Problem details:
Could you render every line of the material below as a Markdown table with the columns "Row" and "Line", numbering the rows, skipping blank lines, and leaving out the pictures?

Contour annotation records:
________
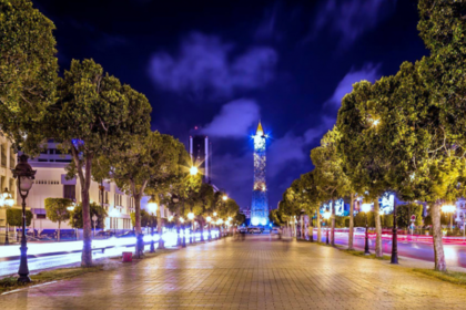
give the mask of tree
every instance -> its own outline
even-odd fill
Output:
[[[341,134],[336,127],[326,133],[321,146],[311,151],[311,158],[315,166],[317,188],[325,200],[332,204],[332,246],[335,246],[335,200],[352,193],[350,178],[343,168],[343,158],[337,153]]]
[[[34,155],[45,110],[55,101],[54,24],[29,0],[0,0],[0,123],[18,148]]]
[[[60,227],[61,223],[70,218],[68,207],[73,204],[73,200],[68,198],[45,198],[45,213],[47,217],[59,224],[58,241],[60,241]]]
[[[70,211],[70,226],[73,228],[82,229],[84,227],[84,221],[82,220],[82,205],[83,203],[77,204],[74,209]],[[105,208],[99,204],[92,203],[89,205],[89,211],[91,218],[94,215],[98,217],[95,228],[105,228],[105,218],[109,216]]]
[[[135,213],[131,213],[130,217],[131,217],[131,224],[133,225],[133,227],[135,227]],[[156,220],[158,220],[156,216],[152,216],[146,210],[141,209],[141,227],[154,227]]]
[[[151,105],[146,97],[103,72],[92,60],[73,60],[59,82],[60,100],[45,117],[48,136],[71,153],[70,176],[81,184],[83,250],[81,266],[92,266],[92,225],[89,188],[92,162],[102,155],[124,152],[134,135],[150,126]]]
[[[416,216],[415,225],[423,225],[423,206],[417,204],[401,205],[396,210],[396,223],[398,227],[408,229],[411,226],[411,216]]]
[[[110,167],[109,176],[121,190],[134,198],[134,228],[138,235],[136,257],[141,257],[144,251],[141,229],[141,198],[151,182],[153,182],[153,193],[156,189],[154,185],[169,179],[172,172],[178,168],[176,143],[172,136],[158,132],[151,132],[148,135],[133,135],[128,149],[114,152],[108,156],[111,163],[108,165]],[[160,208],[158,215],[160,215]],[[160,216],[159,218],[161,219]]]
[[[7,209],[7,220],[9,226],[22,226],[22,210],[8,208]],[[26,210],[26,226],[30,226],[32,221],[32,213]]]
________
Solution for this exercise:
| Row | Line |
|---|---|
| 1 | give the mask of tree |
| 2 | every instance -> its own outline |
| 3 | even-odd fill |
| 4 | Output: |
| 5 | [[[341,134],[336,127],[326,133],[321,146],[311,151],[311,158],[315,166],[317,188],[325,200],[332,204],[332,246],[335,246],[335,200],[352,193],[350,178],[343,168],[343,158],[337,153]]] |
| 6 | [[[34,155],[45,110],[55,101],[54,24],[29,0],[0,0],[0,123],[18,148]]] |
| 7 | [[[60,227],[61,223],[70,218],[68,207],[73,204],[73,200],[68,198],[45,198],[45,213],[47,217],[59,224],[58,241],[60,241]]] |
| 8 | [[[70,211],[70,226],[73,228],[82,229],[84,227],[84,221],[82,220],[82,205],[83,203],[77,204],[74,209]],[[105,208],[99,204],[92,203],[89,205],[89,211],[91,218],[94,215],[98,217],[95,228],[105,228],[105,218],[109,216]]] |
| 9 | [[[135,213],[131,213],[130,217],[131,217],[131,224],[133,225],[133,227],[135,227]],[[156,220],[158,220],[156,216],[152,216],[146,210],[141,209],[141,227],[154,227]]] |
| 10 | [[[151,105],[146,97],[103,72],[92,60],[73,60],[59,82],[60,100],[45,117],[48,136],[71,153],[70,176],[81,184],[83,250],[81,266],[92,266],[92,225],[89,188],[92,162],[102,155],[124,152],[134,135],[150,126]]] |
| 11 | [[[416,216],[415,225],[423,225],[423,206],[417,204],[401,205],[396,210],[396,223],[398,227],[408,229],[411,226],[411,216]]] |
| 12 | [[[110,167],[109,176],[121,190],[134,198],[134,228],[138,235],[136,257],[141,257],[144,251],[141,229],[141,198],[151,182],[153,182],[153,193],[156,189],[154,185],[169,179],[172,172],[178,168],[176,143],[172,136],[158,132],[151,132],[148,135],[133,135],[128,149],[114,152],[108,156],[111,163],[108,165]],[[160,208],[158,215],[160,215]],[[160,216],[159,218],[161,219]]] |
| 13 | [[[7,209],[7,220],[9,226],[22,226],[22,210],[8,208]],[[26,210],[26,226],[30,226],[32,221],[32,213]]] |